[EXERCISE DETAILS] The records that follow are to be repeated exactly, in full.

--- PROVIDED DATA Enclosed Below ---

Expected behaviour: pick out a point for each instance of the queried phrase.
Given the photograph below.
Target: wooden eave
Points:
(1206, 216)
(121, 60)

--- End of Enclosed PROVIDED DATA ---

[ANSWER TO THE PROBLEM]
Expected behaviour: pick out a point for each instance of the queried phrase.
Given the photograph below.
Target: wooden eave
Points:
(1206, 216)
(121, 60)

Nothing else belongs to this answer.